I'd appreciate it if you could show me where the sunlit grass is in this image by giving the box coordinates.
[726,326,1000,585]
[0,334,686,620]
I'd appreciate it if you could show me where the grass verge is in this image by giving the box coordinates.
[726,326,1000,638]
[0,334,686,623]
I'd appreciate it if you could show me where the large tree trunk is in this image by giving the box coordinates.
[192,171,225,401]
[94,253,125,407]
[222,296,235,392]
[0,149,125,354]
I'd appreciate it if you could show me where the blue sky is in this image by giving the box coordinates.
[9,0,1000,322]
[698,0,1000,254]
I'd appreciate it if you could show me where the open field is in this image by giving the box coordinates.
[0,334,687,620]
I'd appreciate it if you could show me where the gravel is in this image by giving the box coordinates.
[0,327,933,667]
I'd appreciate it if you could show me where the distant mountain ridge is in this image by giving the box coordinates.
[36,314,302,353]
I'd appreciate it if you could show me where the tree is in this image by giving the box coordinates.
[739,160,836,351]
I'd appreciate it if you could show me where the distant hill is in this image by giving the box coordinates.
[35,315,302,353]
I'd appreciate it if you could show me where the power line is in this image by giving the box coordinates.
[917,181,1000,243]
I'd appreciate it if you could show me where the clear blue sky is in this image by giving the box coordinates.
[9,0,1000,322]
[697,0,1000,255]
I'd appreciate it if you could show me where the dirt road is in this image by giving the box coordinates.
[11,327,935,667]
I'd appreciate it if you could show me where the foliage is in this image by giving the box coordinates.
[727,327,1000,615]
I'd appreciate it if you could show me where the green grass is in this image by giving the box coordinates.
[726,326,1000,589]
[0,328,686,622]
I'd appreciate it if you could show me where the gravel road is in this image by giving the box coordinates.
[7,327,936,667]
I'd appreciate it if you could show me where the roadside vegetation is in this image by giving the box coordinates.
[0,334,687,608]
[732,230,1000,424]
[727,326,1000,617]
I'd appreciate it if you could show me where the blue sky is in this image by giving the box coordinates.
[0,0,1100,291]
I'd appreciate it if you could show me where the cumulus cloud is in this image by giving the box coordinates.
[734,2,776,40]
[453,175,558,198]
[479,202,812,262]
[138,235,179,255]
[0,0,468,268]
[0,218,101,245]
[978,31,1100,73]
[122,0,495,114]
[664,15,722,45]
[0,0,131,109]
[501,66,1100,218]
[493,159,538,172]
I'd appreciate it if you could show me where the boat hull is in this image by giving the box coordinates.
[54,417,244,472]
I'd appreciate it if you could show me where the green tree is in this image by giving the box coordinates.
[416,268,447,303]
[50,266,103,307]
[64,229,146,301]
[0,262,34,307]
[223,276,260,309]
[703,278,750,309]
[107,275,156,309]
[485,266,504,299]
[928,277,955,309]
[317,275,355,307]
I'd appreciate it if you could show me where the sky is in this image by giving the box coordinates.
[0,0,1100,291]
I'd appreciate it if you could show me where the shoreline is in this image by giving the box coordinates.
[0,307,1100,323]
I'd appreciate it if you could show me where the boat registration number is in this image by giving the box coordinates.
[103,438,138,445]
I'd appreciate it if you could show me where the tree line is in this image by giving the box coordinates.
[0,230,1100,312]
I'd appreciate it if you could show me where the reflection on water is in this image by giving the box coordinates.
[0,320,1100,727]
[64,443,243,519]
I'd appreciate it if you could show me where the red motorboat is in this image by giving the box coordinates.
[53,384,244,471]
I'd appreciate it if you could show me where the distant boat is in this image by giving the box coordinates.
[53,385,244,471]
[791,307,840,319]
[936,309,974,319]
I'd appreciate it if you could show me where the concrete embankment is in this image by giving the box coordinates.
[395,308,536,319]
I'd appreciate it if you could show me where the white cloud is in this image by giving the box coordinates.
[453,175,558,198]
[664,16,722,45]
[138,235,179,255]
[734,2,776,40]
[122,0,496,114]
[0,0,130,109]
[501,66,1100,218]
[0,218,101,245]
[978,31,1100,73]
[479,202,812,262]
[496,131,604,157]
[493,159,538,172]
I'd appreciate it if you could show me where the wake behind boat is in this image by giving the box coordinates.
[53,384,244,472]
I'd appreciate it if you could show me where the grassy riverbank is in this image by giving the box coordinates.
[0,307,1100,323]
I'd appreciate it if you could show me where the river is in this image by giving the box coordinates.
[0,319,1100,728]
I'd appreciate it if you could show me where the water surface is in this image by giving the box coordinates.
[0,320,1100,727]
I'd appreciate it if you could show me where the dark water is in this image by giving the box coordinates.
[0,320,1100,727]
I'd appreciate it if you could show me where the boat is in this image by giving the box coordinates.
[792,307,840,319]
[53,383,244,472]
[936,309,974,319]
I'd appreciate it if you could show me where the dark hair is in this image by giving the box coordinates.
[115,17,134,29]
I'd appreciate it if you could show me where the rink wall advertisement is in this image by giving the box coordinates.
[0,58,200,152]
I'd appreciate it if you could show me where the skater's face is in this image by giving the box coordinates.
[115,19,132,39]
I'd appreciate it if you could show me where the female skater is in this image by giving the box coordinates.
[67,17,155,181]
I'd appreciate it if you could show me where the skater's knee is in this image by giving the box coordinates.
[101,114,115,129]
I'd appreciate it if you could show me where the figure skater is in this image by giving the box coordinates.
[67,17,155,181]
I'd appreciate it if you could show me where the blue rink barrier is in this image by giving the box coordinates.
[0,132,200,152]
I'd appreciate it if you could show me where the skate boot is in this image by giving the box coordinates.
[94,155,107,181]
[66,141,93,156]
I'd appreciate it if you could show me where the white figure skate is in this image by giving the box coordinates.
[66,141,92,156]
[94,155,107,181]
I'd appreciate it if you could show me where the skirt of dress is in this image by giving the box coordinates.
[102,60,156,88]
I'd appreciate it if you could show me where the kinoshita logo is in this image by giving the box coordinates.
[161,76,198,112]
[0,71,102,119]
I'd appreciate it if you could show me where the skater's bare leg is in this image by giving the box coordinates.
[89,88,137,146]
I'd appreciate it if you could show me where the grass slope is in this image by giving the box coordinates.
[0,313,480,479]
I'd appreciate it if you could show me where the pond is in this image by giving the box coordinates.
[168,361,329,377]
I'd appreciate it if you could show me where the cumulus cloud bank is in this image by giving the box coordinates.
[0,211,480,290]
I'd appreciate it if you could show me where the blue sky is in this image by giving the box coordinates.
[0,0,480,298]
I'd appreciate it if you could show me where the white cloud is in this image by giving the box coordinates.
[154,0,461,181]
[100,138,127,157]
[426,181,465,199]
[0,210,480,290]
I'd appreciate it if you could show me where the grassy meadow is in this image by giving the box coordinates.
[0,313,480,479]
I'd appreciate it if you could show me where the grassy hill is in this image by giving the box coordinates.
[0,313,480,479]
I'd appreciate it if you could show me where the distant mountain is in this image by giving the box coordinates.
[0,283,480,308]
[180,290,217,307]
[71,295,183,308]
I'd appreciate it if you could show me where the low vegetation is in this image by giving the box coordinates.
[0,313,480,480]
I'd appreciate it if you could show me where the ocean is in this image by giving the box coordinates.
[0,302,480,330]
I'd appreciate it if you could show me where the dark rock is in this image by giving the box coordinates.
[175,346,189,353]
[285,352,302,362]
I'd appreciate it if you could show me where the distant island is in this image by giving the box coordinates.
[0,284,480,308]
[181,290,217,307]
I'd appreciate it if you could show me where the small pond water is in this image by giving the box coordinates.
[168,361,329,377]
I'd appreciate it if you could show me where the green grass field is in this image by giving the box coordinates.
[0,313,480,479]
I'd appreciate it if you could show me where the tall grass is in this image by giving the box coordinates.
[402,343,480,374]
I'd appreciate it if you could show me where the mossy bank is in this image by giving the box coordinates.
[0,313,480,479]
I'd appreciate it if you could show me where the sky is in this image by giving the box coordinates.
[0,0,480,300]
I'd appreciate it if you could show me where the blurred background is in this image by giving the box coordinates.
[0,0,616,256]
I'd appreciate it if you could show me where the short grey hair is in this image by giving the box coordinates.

•••••

▶ [Task details]: Rewrite the entries from the line with "I'd appreciate it if you could show me where the small" up to and including the last line of the entries. Keep every line, including those without coordinates, and scale each bounding-box coordinate by 2.6, rounding to the nearest whole number with halves rounded up.

▶ [Task solution]:
I'd appreciate it if you could show me where the small pond water is in this image by giving the box coordinates.
[437,939,855,980]
I'd appreciate it if you could show me where the green grass field is in this image by giving the box coordinates.
[0,814,1248,1245]
I'd appreciate it if you could show me where the tall grass is in this image by giving the box coordinates.
[1045,892,1248,972]
I'd appreciate it if you could show me where the mossy bank is in this image by giving the box coordinates.
[0,814,1248,1245]
I'd appreciate it if you could show me where the sky is in this image by giving the box coordinates.
[0,0,1248,780]
I'd appreciate it if you could show me where the blurred background is in this image by giving the box coordinates.
[0,0,1602,666]
I'd appreciate it if you could show me where the short grey hair is in this image by giving the box coordinates.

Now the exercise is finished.